__AIM__
In the records below, rewrite the lines from the line with "outline gray boulder" to the line with "M 0 633 L 17", changing "boulder" to "rock" and leaving everything else as it is. Omit the pictures from your answer.

─── SUPPLIED MATERIAL ───

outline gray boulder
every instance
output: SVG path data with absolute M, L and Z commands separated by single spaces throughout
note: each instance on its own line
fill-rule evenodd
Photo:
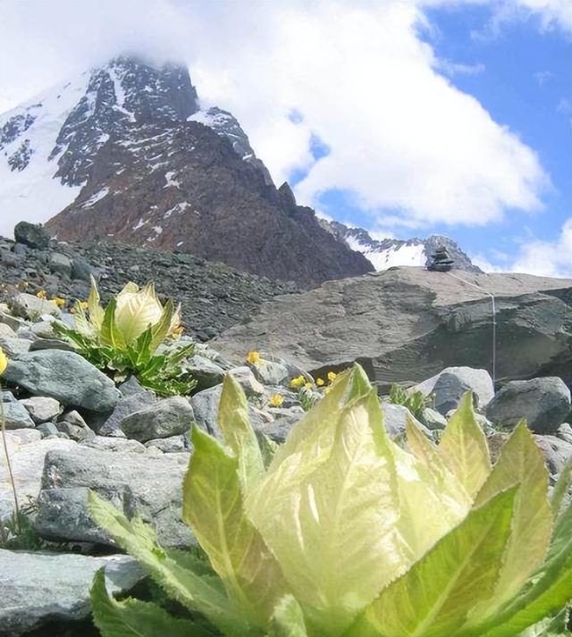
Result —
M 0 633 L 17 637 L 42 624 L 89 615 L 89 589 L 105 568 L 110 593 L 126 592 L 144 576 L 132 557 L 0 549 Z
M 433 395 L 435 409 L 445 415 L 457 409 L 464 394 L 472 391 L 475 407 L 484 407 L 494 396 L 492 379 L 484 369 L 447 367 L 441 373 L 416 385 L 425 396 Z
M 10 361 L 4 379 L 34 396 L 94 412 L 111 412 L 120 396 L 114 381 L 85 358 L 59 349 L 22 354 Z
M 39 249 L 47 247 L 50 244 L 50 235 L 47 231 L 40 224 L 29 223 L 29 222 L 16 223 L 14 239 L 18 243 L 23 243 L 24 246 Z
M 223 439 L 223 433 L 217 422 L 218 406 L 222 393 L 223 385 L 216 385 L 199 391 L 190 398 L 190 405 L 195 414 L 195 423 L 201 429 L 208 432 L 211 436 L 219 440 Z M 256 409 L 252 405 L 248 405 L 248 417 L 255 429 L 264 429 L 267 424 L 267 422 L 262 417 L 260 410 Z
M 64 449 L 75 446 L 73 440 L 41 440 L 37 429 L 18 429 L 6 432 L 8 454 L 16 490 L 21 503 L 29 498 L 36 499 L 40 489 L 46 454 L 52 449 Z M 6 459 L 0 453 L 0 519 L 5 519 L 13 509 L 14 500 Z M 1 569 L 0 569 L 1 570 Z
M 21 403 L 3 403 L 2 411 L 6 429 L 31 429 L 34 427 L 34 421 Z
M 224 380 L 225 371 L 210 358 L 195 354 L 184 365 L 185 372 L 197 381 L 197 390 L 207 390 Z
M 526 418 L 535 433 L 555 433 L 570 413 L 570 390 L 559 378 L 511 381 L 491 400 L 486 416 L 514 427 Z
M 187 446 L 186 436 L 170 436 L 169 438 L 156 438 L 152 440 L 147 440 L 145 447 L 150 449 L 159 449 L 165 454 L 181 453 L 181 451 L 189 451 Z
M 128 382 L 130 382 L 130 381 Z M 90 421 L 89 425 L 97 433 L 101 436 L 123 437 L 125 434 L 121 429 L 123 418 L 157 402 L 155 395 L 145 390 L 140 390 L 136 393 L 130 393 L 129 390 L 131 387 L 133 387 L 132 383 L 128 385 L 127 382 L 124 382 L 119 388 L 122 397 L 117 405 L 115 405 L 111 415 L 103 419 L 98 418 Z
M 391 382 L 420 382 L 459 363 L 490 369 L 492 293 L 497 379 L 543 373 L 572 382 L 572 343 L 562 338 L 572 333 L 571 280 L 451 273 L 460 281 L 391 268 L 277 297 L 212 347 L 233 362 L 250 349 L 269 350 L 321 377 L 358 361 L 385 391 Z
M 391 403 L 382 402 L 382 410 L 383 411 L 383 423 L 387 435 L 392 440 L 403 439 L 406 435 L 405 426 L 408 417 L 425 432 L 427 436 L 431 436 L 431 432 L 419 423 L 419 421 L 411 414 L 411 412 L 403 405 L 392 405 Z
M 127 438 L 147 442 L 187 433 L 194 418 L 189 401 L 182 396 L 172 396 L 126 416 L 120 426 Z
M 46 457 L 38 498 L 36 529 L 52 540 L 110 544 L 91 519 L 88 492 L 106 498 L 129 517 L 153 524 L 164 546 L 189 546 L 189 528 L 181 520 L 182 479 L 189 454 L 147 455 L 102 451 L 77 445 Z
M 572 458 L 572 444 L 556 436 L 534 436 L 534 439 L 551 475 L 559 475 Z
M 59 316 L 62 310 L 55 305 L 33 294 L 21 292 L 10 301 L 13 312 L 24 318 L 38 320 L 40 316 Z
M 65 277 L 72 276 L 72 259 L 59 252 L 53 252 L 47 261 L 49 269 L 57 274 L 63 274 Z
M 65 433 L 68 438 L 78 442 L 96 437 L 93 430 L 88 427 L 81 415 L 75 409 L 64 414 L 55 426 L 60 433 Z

───
─── SUPPLIED MATERIAL ───

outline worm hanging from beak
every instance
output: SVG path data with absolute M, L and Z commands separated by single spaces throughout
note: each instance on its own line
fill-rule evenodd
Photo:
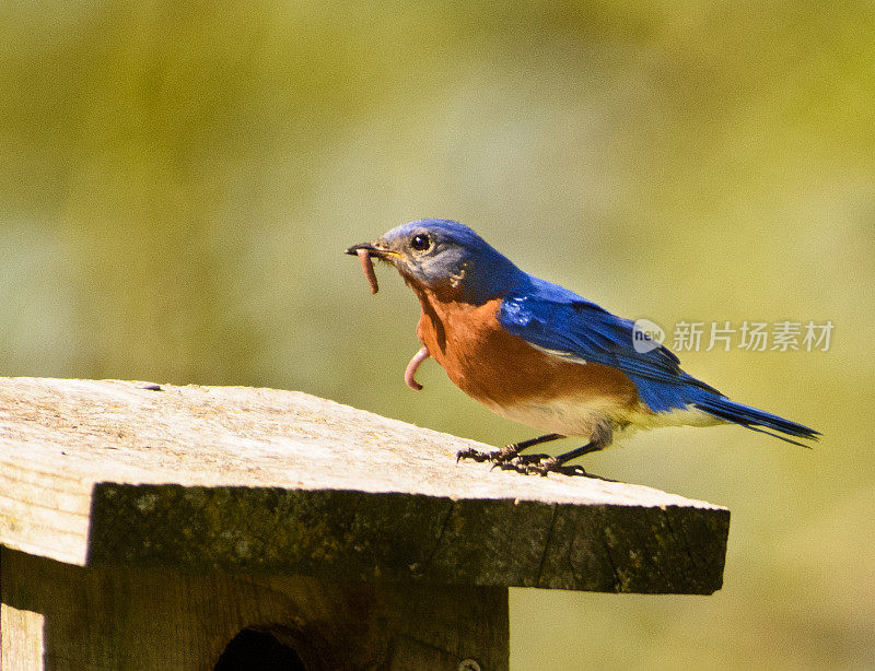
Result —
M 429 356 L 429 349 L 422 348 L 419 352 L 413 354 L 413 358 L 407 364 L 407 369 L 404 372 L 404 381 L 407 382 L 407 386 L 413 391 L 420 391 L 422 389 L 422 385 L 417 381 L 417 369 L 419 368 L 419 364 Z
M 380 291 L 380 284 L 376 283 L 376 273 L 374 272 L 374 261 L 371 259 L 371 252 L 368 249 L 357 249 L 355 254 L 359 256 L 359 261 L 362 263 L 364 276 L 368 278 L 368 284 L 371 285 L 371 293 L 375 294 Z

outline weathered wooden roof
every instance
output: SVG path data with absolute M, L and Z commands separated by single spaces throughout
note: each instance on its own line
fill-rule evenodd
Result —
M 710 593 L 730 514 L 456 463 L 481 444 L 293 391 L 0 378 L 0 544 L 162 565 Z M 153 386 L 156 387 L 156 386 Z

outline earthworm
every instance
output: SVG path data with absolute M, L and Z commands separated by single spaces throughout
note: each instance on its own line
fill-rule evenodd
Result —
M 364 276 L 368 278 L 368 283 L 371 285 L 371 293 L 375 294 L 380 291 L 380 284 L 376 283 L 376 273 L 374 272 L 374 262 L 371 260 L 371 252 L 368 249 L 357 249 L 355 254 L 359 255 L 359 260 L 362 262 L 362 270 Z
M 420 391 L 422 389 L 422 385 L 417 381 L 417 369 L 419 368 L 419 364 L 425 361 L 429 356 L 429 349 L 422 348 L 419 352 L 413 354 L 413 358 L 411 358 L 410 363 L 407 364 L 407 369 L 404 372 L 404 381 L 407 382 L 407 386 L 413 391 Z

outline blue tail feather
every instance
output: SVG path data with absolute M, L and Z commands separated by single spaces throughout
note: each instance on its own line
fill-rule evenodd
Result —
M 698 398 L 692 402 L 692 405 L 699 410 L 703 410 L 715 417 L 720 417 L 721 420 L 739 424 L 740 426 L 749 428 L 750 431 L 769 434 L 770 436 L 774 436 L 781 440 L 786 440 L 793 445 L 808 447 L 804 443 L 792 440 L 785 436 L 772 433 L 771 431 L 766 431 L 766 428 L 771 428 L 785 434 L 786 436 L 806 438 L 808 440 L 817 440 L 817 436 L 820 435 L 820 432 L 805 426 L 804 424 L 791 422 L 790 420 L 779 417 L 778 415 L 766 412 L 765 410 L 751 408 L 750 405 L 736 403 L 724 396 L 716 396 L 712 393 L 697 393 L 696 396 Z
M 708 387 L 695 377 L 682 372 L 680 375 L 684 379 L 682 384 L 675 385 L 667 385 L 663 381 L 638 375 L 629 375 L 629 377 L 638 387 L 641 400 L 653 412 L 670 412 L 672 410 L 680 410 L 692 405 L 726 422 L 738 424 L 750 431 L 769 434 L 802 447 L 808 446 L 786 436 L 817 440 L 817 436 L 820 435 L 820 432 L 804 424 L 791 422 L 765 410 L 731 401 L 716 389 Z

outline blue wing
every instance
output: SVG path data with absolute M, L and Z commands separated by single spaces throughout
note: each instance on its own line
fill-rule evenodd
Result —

───

__WRITTEN ANSWER__
outline gray rock
every instance
output: SVG path data with absolute M, L and Z commands separated by single spaces throughout
note: each instance on its own line
fill-rule evenodd
Photo:
Result —
M 0 633 L 17 637 L 42 624 L 89 615 L 89 589 L 105 568 L 110 593 L 126 592 L 144 576 L 132 557 L 0 549 Z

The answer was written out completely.